Short problem:
Format the lines from the start of the rows through the line containing "point(151, 767)" as a JSON list of strings, one string per line and no blank lines.

— BEGIN Source records —

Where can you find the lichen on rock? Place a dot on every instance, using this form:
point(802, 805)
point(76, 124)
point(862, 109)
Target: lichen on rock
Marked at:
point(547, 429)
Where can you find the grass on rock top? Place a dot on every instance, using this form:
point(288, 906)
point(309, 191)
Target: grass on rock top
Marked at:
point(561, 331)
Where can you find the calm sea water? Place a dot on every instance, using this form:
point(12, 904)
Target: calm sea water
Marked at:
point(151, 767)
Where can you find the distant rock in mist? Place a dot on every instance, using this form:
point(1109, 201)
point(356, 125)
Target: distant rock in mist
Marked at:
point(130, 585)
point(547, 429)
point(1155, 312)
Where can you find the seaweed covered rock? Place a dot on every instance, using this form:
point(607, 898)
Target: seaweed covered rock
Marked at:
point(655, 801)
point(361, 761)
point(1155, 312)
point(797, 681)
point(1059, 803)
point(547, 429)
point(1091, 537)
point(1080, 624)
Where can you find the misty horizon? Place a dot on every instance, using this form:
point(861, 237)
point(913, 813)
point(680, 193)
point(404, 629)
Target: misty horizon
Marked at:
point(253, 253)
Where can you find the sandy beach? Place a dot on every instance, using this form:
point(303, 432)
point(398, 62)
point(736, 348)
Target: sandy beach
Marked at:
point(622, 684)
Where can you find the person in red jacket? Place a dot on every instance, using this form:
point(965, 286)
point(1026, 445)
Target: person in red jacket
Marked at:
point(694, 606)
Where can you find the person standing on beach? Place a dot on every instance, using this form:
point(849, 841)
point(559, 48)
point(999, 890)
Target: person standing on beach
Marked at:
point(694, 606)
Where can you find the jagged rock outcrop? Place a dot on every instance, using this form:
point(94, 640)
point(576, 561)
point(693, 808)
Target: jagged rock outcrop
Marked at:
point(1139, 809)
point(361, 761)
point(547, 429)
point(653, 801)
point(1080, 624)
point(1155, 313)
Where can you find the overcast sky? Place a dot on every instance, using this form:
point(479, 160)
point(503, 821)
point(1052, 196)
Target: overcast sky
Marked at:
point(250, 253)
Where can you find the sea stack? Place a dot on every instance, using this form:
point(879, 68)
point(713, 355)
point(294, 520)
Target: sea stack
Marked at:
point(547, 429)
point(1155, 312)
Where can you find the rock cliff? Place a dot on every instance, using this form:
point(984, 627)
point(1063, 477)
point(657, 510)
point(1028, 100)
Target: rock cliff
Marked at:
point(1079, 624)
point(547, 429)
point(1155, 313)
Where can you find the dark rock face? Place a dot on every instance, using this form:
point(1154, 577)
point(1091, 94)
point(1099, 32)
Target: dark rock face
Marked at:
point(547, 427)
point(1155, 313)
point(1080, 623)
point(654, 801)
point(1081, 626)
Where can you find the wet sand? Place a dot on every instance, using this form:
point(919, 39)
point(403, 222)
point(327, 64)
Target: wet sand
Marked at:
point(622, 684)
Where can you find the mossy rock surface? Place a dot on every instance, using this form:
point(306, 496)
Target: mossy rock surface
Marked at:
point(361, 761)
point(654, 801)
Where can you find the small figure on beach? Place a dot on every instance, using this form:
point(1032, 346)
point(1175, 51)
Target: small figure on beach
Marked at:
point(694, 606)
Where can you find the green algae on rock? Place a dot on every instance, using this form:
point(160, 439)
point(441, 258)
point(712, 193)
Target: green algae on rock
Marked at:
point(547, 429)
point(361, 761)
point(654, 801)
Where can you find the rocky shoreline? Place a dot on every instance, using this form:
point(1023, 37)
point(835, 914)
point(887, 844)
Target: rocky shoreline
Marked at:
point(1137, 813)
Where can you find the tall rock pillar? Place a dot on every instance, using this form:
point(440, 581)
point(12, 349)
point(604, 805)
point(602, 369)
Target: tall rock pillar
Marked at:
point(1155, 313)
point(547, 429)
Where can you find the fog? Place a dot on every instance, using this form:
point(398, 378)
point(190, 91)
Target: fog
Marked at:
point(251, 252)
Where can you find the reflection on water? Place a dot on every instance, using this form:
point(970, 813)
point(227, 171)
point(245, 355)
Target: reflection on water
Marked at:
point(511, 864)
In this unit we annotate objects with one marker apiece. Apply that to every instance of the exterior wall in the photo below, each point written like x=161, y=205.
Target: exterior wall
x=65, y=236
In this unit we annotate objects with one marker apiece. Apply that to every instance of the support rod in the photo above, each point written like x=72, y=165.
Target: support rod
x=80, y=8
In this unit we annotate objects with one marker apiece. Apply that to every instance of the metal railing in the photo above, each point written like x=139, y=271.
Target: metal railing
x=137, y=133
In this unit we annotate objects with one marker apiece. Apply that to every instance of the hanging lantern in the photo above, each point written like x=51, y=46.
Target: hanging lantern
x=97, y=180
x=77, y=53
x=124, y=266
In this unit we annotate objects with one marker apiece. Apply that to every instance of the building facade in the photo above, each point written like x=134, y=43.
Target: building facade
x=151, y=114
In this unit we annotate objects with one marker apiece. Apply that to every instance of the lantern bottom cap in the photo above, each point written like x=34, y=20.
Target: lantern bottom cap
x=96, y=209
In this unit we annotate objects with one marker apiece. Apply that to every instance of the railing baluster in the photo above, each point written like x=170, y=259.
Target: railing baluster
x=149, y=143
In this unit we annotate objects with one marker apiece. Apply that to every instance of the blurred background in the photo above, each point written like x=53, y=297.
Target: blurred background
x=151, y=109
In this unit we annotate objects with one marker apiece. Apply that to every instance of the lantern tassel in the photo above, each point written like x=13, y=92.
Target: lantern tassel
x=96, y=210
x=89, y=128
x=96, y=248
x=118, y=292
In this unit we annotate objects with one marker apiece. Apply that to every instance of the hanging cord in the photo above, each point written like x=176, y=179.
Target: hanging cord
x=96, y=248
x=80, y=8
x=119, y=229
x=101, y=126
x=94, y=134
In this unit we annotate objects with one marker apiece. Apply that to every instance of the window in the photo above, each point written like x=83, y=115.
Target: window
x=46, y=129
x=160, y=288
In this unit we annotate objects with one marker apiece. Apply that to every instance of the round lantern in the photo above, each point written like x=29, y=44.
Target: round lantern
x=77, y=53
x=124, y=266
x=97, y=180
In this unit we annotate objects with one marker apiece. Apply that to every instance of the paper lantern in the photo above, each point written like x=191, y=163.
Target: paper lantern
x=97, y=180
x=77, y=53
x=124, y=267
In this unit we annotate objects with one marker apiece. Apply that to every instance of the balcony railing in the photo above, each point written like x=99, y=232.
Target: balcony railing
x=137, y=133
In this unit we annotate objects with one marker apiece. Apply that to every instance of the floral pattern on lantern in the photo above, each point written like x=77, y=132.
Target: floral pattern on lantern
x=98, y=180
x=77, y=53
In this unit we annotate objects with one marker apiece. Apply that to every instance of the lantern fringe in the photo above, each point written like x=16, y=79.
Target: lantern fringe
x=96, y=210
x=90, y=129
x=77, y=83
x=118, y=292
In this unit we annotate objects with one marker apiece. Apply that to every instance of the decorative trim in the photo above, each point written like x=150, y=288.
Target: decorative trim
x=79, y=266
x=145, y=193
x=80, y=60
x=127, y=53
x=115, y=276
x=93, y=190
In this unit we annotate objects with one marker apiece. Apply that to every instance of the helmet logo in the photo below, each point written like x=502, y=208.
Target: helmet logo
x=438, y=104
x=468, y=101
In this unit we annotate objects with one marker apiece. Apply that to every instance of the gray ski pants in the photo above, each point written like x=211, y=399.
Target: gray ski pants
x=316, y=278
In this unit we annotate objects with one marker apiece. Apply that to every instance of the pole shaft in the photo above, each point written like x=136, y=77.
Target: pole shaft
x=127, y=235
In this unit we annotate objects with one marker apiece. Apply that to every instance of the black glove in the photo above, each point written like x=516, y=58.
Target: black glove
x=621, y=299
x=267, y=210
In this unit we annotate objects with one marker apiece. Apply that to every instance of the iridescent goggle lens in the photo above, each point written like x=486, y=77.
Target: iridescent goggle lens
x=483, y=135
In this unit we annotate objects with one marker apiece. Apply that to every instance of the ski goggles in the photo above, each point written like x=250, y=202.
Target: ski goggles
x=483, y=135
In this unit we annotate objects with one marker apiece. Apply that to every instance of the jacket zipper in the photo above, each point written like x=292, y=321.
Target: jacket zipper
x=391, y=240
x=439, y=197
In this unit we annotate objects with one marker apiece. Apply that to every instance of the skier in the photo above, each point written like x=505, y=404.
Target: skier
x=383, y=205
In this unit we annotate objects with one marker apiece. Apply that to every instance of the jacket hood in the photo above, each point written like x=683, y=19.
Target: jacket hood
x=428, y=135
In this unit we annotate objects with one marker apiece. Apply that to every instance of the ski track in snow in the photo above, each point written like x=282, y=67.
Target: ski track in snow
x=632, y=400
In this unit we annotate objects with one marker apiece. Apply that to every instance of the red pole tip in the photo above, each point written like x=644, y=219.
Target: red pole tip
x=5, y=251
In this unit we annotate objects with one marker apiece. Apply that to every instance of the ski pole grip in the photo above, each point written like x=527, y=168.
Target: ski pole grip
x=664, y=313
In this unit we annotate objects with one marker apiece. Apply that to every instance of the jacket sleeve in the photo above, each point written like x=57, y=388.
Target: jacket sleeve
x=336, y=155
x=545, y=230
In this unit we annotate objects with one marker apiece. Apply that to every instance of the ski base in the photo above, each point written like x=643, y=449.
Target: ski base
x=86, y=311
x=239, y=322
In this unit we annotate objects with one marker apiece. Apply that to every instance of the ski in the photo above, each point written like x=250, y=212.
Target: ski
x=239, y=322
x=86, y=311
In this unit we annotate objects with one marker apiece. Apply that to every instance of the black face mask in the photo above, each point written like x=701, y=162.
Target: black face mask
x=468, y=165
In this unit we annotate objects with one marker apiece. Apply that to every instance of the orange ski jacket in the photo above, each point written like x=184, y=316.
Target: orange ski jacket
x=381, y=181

— END Source records —

Reply to the exercise:
[
  "Where can you find the lichen on rock? Place a dot on every instance, using this form:",
  "point(802, 805)",
  "point(76, 124)",
  "point(862, 109)",
  "Target: lichen on rock",
  "Marked at:",
  "point(547, 429)",
  "Where can you find the grass on rock top? Place a dot on every instance, using this form:",
  "point(288, 906)",
  "point(309, 191)",
  "Target: grass on rock top",
  "Marked at:",
  "point(561, 331)",
  "Where can you find the calm sea water? Place a dot on every instance, using this form:",
  "point(12, 904)",
  "Target: calm sea water",
  "Marked at:",
  "point(151, 767)"
]